- [WHAT NEEDS TO BE DONE] Express the lines below as a two-column CSV with the headers "prompt" and "expected_output". Give one row per block: put its text in one quoted field and its expected output in the other, replace line breaks with spaces, and leave out the pictures.

- [RECORD EXTRACTS]
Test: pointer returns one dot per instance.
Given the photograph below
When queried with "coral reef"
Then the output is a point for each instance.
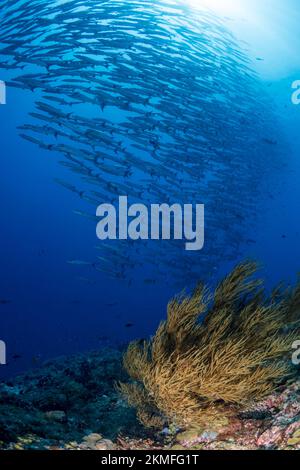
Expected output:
(216, 354)
(65, 400)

- [EXERCISE ANSWER]
prompt,expected_output
"Test: pointer returns one dot per instance. Given the photograph below When queried with ""coral reef"" Then the output is a point for each instance. Expected output:","(216, 354) (65, 400)"